**TRAVAIL DEMANDÉ**
Présentez l'intégralité de la liste ci-dessous sous forme de tableau JSON de chaînes, avec une chaîne par ligne et sans les lignes vides.

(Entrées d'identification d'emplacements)
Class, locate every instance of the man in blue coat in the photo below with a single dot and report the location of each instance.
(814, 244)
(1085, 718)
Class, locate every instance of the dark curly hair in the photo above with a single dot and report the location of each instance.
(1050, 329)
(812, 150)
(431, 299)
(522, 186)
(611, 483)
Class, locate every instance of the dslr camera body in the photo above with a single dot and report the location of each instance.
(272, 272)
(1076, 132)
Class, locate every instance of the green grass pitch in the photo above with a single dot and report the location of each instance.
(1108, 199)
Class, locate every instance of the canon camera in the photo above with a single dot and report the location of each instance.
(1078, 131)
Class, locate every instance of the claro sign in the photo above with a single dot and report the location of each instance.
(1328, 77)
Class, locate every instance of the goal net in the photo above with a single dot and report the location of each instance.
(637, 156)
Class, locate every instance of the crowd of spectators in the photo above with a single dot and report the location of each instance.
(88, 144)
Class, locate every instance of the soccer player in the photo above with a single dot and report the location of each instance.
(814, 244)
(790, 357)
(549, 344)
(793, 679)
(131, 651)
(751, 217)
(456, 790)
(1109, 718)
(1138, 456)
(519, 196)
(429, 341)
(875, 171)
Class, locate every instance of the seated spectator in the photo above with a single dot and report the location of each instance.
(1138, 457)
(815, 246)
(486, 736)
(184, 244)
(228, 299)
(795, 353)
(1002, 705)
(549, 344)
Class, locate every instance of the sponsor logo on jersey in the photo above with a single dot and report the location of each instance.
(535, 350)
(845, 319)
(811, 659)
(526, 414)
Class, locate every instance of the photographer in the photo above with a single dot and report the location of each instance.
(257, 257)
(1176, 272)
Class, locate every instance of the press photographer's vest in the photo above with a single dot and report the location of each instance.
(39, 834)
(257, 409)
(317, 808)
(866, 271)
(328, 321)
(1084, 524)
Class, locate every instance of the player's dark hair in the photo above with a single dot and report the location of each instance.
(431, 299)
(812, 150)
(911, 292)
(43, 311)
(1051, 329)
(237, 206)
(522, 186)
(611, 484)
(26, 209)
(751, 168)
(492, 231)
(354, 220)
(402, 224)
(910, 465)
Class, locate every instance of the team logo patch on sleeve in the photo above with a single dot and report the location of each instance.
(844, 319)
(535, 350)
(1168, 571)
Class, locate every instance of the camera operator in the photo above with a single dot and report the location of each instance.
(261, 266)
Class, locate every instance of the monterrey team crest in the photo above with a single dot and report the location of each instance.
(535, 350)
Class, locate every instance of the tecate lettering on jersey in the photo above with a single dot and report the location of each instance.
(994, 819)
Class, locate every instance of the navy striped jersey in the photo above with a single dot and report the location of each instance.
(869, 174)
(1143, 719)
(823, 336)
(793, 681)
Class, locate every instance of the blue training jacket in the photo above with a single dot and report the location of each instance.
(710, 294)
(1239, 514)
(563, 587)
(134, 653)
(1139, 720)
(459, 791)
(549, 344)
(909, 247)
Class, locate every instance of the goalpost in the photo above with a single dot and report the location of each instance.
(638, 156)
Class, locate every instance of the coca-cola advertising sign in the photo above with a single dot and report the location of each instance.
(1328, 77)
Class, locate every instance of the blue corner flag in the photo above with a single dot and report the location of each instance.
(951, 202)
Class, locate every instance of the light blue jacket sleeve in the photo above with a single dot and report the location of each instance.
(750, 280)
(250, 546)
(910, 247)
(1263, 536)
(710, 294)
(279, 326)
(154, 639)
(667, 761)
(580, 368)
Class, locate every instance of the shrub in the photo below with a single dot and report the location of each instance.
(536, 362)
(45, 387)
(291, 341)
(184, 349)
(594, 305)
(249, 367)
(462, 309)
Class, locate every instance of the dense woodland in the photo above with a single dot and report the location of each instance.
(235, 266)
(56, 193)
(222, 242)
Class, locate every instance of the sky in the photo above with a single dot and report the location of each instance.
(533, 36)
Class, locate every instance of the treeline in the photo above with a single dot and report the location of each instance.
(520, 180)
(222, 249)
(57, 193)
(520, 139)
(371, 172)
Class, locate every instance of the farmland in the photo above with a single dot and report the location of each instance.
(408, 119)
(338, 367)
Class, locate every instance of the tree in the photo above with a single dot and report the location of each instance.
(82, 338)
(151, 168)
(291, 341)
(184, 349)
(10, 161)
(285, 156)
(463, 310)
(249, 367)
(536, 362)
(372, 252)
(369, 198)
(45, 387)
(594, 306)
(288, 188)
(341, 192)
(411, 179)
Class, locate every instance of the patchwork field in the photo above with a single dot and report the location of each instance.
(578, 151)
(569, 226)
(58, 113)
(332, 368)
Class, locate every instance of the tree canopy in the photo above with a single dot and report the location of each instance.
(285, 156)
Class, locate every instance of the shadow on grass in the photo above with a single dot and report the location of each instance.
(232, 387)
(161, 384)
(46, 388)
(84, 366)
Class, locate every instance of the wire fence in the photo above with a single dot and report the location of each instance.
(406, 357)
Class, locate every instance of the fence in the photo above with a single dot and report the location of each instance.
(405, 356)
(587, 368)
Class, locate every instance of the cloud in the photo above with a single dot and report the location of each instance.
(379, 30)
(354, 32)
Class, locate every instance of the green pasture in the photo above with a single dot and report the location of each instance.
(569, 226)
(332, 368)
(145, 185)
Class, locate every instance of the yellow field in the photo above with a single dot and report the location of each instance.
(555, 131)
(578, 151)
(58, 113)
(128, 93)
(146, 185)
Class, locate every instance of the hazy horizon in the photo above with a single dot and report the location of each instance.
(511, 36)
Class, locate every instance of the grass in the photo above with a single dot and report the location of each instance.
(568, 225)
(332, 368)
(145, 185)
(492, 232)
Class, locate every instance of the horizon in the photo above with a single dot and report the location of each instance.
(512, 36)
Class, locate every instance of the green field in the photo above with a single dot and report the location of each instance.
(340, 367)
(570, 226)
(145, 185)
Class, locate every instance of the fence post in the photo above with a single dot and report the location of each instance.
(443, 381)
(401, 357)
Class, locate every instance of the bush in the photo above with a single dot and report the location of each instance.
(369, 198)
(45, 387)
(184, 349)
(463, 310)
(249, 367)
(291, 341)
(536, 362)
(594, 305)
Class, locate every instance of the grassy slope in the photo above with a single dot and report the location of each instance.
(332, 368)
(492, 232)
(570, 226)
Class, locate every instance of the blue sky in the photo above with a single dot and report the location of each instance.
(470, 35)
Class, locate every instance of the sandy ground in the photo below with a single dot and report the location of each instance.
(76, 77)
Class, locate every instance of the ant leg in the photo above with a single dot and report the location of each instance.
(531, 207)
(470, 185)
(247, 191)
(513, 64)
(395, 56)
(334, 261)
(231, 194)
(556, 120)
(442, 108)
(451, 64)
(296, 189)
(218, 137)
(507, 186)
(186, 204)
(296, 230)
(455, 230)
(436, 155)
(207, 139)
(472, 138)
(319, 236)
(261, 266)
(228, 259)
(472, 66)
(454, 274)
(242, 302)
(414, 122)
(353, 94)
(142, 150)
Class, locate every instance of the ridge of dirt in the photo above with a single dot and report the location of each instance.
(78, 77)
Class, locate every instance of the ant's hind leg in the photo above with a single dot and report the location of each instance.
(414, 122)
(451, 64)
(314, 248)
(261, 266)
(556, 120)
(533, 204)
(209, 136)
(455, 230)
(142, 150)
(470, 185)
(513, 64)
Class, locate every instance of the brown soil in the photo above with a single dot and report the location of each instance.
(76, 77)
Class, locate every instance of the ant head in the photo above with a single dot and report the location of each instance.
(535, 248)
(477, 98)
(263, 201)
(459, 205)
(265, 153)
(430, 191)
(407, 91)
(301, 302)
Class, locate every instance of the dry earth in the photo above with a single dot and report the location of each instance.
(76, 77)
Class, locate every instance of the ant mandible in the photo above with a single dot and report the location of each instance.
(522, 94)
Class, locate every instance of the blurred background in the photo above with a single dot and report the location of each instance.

**RÉPONSE COMPLÈTE**
[
  "Class, locate every instance of the man in blue coat in the photo below with a single dot and report the location of each instance.",
  "(814, 244)",
  "(1085, 718)",
  "Class, locate every instance of the dark curly hair in the photo above with a single dot and report the location of each instance.",
  "(1050, 329)",
  "(812, 150)",
  "(431, 299)",
  "(522, 186)",
  "(611, 483)",
  "Class, locate every instance of the dslr camera body in the photo above with a single dot and report the location of each instance.",
  "(272, 272)",
  "(1076, 132)",
  "Class, locate every instance of the green grass pitch in the photo above with a single dot and report the location of each instance.",
  "(1108, 199)",
  "Class, locate every instance of the canon camera in the photo above with a single dot and report the location of each instance.",
  "(1078, 131)",
  "Class, locate every instance of the claro sign in the photo above with a single dot and report the location of each instance.",
  "(1328, 77)",
  "Class, locate every instance of the goal net in the photo above with a single dot and report the location of each instance.",
  "(637, 156)",
  "Class, locate every instance of the crowd of spectators in the photo above with a single dot and report the location of each instance.",
  "(88, 144)",
  "Class, locate every instance of the soccer player in the photo above with a single dot and report the location of each instance.",
  "(814, 244)",
  "(790, 357)",
  "(549, 344)",
  "(793, 679)",
  "(131, 651)",
  "(751, 217)",
  "(456, 790)",
  "(1109, 718)",
  "(1138, 456)",
  "(519, 196)",
  "(429, 341)",
  "(875, 171)",
  "Class, locate every instance of the seated spectator in the photo above with a single dot and report the location of each instance.",
  "(1138, 457)",
  "(815, 246)",
  "(486, 736)",
  "(184, 244)",
  "(228, 299)",
  "(795, 353)",
  "(1002, 705)",
  "(549, 344)",
  "Class, locate every instance of the sponsor logo on jersey in the photo above with a single dot and report the location of each instance.",
  "(535, 350)",
  "(845, 319)",
  "(811, 659)",
  "(526, 414)",
  "Class, locate every instance of the photographer in the photo above with a single dot and report the location of each instance.",
  "(257, 257)",
  "(1176, 272)",
  "Class, locate every instance of the press photographer's vest in the photo above with a single dot and report the location of each instance.",
  "(39, 834)",
  "(257, 409)",
  "(317, 808)",
  "(866, 271)",
  "(328, 321)",
  "(1084, 524)",
  "Class, locate every instance of the player's dark hair in the photo above with a single dot and report the location of each instance.",
  "(431, 299)",
  "(812, 150)",
  "(911, 292)",
  "(43, 311)",
  "(1051, 329)",
  "(237, 206)",
  "(522, 186)",
  "(611, 484)",
  "(26, 209)",
  "(751, 168)",
  "(492, 231)",
  "(354, 220)",
  "(402, 224)",
  "(910, 465)",
  "Class, locate every instance of the team logo patch on sleeve in the photo above with a single dot and report the location of each instance.",
  "(844, 319)",
  "(535, 350)",
  "(1168, 571)",
  "Class, locate every instance of the camera operator in the photo above with a single dot and report the location of each instance.",
  "(261, 266)",
  "Class, locate every instance of the monterrey team crest in the photo above with a single dot and report the location of each instance.",
  "(535, 350)",
  "Class, locate every instance of the tecate lettering on jersey in the photo above with a single dot and report the location of each instance.",
  "(994, 819)",
  "Class, locate every instance of the navy striped jersey in the photo above with a single dot and report the location of each instance.",
  "(869, 174)",
  "(1143, 719)",
  "(823, 336)",
  "(793, 681)",
  "Class, locate every instance of the blue training jacket in the photo above with a single dot and report the location of each instance.",
  "(710, 294)",
  "(1239, 514)",
  "(563, 587)",
  "(134, 653)",
  "(1139, 720)",
  "(459, 791)",
  "(549, 344)",
  "(909, 247)",
  "Class, locate every instance of the goalpost in the photo above with a single dot and report the location of each instance.",
  "(638, 156)",
  "Class, locate every instance of the coca-cola advertising sign in the photo above with a single dot and report the location of each instance.",
  "(1328, 77)",
  "Class, locate every instance of the blue corner flag in the photo above with a single dot and report the location of each instance.",
  "(951, 202)",
  "Class, locate every instance of the light blue jacket sleeve in the photo above with a single dot and report the location of each instance.",
  "(750, 280)",
  "(250, 546)",
  "(910, 247)",
  "(1263, 536)",
  "(710, 294)",
  "(279, 326)",
  "(154, 639)",
  "(667, 761)",
  "(580, 368)",
  "Class, locate every instance of the shrub in the photo below with a single dot and report the location of each instance.",
  "(536, 362)",
  "(45, 387)",
  "(291, 341)",
  "(184, 349)",
  "(594, 305)",
  "(249, 367)",
  "(462, 309)",
  "Class, locate every instance of the dense woodland in the photo above with a single dot and report the location of each instance.",
  "(235, 266)",
  "(56, 193)",
  "(222, 242)",
  "Class, locate every instance of the sky in the photo above with a single dot and report the location of each instance.",
  "(533, 36)",
  "Class, locate every instance of the treeline in the photo above with a single dot and report the location of each instance.",
  "(520, 180)",
  "(222, 249)",
  "(57, 193)",
  "(520, 139)",
  "(371, 172)",
  "Class, locate every instance of the farmland in the photo above with a single dot and report the location of each instance.",
  "(408, 119)",
  "(338, 367)",
  "Class, locate every instance of the tree in the photo above with a single dot and report the location of each instance.",
  "(82, 338)",
  "(151, 168)",
  "(291, 341)",
  "(184, 349)",
  "(10, 161)",
  "(285, 156)",
  "(463, 310)",
  "(249, 367)",
  "(536, 362)",
  "(372, 252)",
  "(369, 198)",
  "(45, 387)",
  "(594, 306)",
  "(288, 188)",
  "(341, 192)",
  "(411, 179)",
  "Class, locate every instance of the patchwork field in the photo above with a single dot and report the location of each instance.",
  "(578, 151)",
  "(569, 226)",
  "(58, 113)",
  "(332, 368)",
  "Class, locate every instance of the tree canopy in the photo above with a single dot and report the location of each instance.",
  "(285, 156)",
  "Class, locate every instance of the shadow on grass in the photo above with a single dot and report the location of each instance.",
  "(232, 387)",
  "(161, 384)",
  "(46, 388)",
  "(84, 366)",
  "Class, locate every instance of the wire fence in the photo above with a single dot and report the location of each instance.",
  "(406, 357)",
  "Class, locate every instance of the fence in the photo above with a single dot and report the location of each instance.",
  "(405, 356)",
  "(587, 368)",
  "Class, locate every instance of the cloud in the photo above with a single dot and report the location of each instance.",
  "(379, 30)",
  "(354, 32)",
  "Class, locate every instance of the green pasture in the photo above with a single dot and report the location of each instance.",
  "(569, 226)",
  "(332, 368)",
  "(145, 185)",
  "Class, locate every instance of the yellow field in the photo above with a single dot and report the location of each instance.",
  "(555, 131)",
  "(578, 151)",
  "(58, 113)",
  "(128, 93)",
  "(146, 185)",
  "Class, locate every instance of the hazy horizon in the photo above with a single dot and report the location of each instance.",
  "(511, 36)",
  "Class, locate every instance of the grass in the photo above with a single dot and report the location of each instance.",
  "(568, 225)",
  "(332, 368)",
  "(145, 185)",
  "(492, 232)",
  "Class, locate every instance of the horizon in the photo above with a single dot and report the location of each instance.",
  "(512, 36)",
  "Class, locate every instance of the green field in the photo above with a single dot and report the location of each instance.",
  "(340, 367)",
  "(570, 226)",
  "(145, 185)",
  "Class, locate every instance of the fence post in the photo above with a single dot and report the location of each instance.",
  "(443, 381)",
  "(401, 357)",
  "Class, locate every instance of the bush in the photo above with a single dot and report the location of each instance.",
  "(369, 198)",
  "(45, 387)",
  "(184, 349)",
  "(463, 310)",
  "(249, 367)",
  "(291, 341)",
  "(536, 362)",
  "(594, 305)",
  "Class, locate every instance of the grassy slope in the photo above with a single dot and report the location of each instance.",
  "(332, 368)",
  "(492, 232)",
  "(570, 226)",
  "Class, locate every instance of the blue sky in the photo above with a single dot and report the location of each instance.",
  "(470, 35)",
  "Class, locate every instance of the sandy ground in the photo below with a single dot and report the location of each instance.",
  "(76, 77)",
  "Class, locate every instance of the ant leg in the photo above with a single dot and report the location of each instance.",
  "(531, 207)",
  "(470, 185)",
  "(247, 191)",
  "(513, 64)",
  "(395, 56)",
  "(334, 261)",
  "(231, 194)",
  "(556, 120)",
  "(442, 108)",
  "(451, 64)",
  "(296, 189)",
  "(218, 137)",
  "(507, 186)",
  "(186, 204)",
  "(296, 230)",
  "(455, 230)",
  "(436, 155)",
  "(207, 139)",
  "(472, 138)",
  "(319, 236)",
  "(261, 266)",
  "(228, 259)",
  "(472, 66)",
  "(454, 274)",
  "(242, 302)",
  "(414, 122)",
  "(353, 94)",
  "(142, 150)",
  "Class, locate every instance of the ridge of dirt in the photo above with a single dot and report the location of each instance.",
  "(78, 77)",
  "Class, locate every instance of the ant's hind leg in the photo above with a single dot and report the location of each instance.",
  "(414, 122)",
  "(451, 64)",
  "(314, 248)",
  "(261, 266)",
  "(556, 120)",
  "(533, 204)",
  "(209, 136)",
  "(455, 230)",
  "(142, 150)",
  "(470, 185)",
  "(513, 64)",
  "Class, locate every instance of the brown soil in the photo above with a single dot and report the location of each instance.",
  "(76, 77)",
  "Class, locate every instance of the ant head in the photo above with a single dot and report the location of each instance.",
  "(535, 248)",
  "(477, 98)",
  "(263, 201)",
  "(459, 205)",
  "(265, 153)",
  "(430, 191)",
  "(407, 91)",
  "(301, 302)",
  "Class, locate every instance of the dry earth in the photo above with a single dot and report the location of each instance.",
  "(76, 77)",
  "Class, locate every instance of the ant mandible in the photo above with a single dot and report the location of each instance.",
  "(522, 94)",
  "Class, locate every instance of the blurred background in the photo above with a single dot and report the location of each instance."
]